## REQUEST
Copy the lines from the one containing "Segment each target" through the one containing "box: [101, 0, 166, 96]", changing "rough mask" to "coarse mask" wherever it occurs and leaving everything else unchanged.

[EXTRACTED DATA — start]

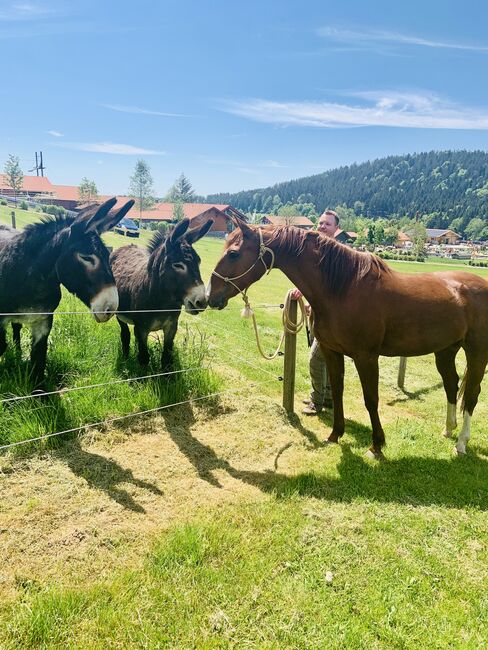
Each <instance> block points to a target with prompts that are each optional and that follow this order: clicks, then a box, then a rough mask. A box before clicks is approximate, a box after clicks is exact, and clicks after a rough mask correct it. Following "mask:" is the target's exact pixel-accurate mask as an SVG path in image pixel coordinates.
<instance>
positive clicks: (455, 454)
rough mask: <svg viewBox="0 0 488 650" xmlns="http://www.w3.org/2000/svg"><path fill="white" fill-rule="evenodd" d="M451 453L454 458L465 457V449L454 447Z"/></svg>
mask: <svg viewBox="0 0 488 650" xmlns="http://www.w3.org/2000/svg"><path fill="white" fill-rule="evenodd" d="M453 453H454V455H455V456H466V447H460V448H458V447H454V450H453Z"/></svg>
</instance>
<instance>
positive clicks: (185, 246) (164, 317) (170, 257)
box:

[EXTRACTED DATA — finish]
[EXTRACTED DATA — start]

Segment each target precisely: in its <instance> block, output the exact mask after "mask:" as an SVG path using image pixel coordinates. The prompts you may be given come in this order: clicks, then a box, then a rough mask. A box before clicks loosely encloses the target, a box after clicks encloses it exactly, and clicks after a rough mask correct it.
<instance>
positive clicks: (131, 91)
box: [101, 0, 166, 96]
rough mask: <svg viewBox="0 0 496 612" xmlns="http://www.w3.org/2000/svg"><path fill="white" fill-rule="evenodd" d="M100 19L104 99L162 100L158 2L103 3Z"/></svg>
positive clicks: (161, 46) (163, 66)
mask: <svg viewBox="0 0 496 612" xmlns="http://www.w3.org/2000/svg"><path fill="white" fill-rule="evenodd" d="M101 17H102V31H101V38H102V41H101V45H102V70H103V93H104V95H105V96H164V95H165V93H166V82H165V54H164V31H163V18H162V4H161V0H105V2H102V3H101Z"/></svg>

[EXTRACTED DATA — finish]

## RESPONSE BELOW
Segment each target precisely: in its <instance> block, output the exact mask after "mask:" as an SVG path using image pixel coordinates. The prompts you may be given come in this order: clicks, then a box, then a coarse mask. A box before clicks loosely encloses the target, a box after clicks encloses it exactly, and clicks after a coarse mask correct it.
<instance>
positive clicks: (131, 91)
box: [101, 0, 166, 96]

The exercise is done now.